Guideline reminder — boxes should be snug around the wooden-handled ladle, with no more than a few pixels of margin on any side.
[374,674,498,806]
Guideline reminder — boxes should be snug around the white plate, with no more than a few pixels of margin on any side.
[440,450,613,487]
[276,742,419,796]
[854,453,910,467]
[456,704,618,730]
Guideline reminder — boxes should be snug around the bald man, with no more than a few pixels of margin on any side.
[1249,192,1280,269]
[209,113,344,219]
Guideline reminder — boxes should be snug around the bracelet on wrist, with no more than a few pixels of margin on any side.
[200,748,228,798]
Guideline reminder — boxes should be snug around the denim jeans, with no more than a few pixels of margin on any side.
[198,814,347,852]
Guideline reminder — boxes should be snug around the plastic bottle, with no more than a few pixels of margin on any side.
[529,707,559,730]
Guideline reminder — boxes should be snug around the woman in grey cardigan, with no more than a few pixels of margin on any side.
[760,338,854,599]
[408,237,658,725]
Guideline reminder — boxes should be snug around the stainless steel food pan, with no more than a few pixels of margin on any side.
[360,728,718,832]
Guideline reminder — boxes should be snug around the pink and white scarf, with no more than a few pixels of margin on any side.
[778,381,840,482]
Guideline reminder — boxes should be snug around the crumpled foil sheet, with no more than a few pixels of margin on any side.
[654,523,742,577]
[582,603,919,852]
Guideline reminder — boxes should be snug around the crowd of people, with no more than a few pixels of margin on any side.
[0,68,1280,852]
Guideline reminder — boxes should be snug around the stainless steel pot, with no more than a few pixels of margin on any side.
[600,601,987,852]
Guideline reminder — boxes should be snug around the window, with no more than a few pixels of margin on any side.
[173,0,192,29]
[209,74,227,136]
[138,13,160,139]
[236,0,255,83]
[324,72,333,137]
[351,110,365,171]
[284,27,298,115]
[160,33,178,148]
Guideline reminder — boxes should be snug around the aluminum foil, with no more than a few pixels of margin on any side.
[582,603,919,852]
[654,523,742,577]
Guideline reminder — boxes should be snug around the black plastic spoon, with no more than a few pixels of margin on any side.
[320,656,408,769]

━━━━━━━━━━━━━━━━━━━━━━━━━━━━━━

Please rewrite every line of the listing above as a numbered list, leaving out any blank lines.

1. Guideline reminder — boxes should be snug around the wooden-handled ladle, with no more than a few pixels of margin on any side.
2. [374,674,498,806]
3. Guideline reminder — boxes should be snug around the white plate, with no more than a few pixels of margin on any side.
4. [440,450,613,487]
5. [276,742,419,796]
6. [854,453,910,467]
7. [456,704,618,730]
8. Guideline reminder — boxes should be snug around the bald man, with no more than a few pixels of margin on any side.
9. [1249,192,1280,269]
10. [209,113,344,219]
11. Guideline reminder — boxes should be snug around the bracelet on wrist, with no more than a few pixels of margin on any side.
12. [200,748,228,798]
13. Guideline reminder — boxes should be snug around the denim jeans, with no more than a few pixels of margin on any side.
14. [198,814,347,852]
15. Guideline reminder — boxes should be snug around the plastic bottle, with no more than a few pixels of margin on any side.
16. [529,707,559,730]
17. Guideline reminder — boxes should be snug around the woman in grey cardigan, with no more than a few pixels of margin on any side.
18. [760,338,854,599]
19. [408,237,658,725]
20. Guideline reminder — boxes should be snug around the stainless steel food pan, with no more than a few pixels of margin on any side.
21. [360,728,718,832]
22. Guideline reminder — boxes should be snug around the pink and white scarf, with no more than a few pixels of margin on any side.
23. [778,381,840,482]
24. Guideline reminder — boxes should be snug around the crumpled foil sheet, with no more than a few pixels of margin on any side.
25. [654,523,742,577]
26. [582,603,919,852]
27. Guideline reminder — boxes should be snug around the crowd of people, with no more than a few pixels of margin on any side.
28. [0,68,1280,852]
29. Guideline reminder — boxes should be snug around the stainless steel pot, with no more than a few pixels of margin on any side.
30. [600,601,987,852]
31. Guideline reminder — boxes should be snug around the window, with no more than a few pixels of margin on any side.
32. [173,0,192,29]
33. [209,74,227,136]
34. [138,13,160,139]
35. [236,0,255,83]
36. [324,72,333,137]
37. [351,110,365,171]
38. [284,27,298,115]
39. [160,33,178,148]
40. Guideline reminder — boxes should be snug around the aluminum foil, with no more than a few pixels of margin on any side.
41. [582,603,919,852]
42. [654,523,742,577]
43. Guideline reminder — boxes should be snug around the black plastic spoon, with no more than a few pixels of margin on any side.
44. [320,656,408,769]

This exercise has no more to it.